Natural language region descriptions
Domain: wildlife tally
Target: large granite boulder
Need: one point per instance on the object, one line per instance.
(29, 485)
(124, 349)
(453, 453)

▶ _Task directions_
Print every line of the records exactly. Omit nothing.

▶ _Response_
Domain: wildlife tally
Target: large granite boulder
Need: one point per instance on the object, one line per instance.
(29, 485)
(124, 349)
(453, 453)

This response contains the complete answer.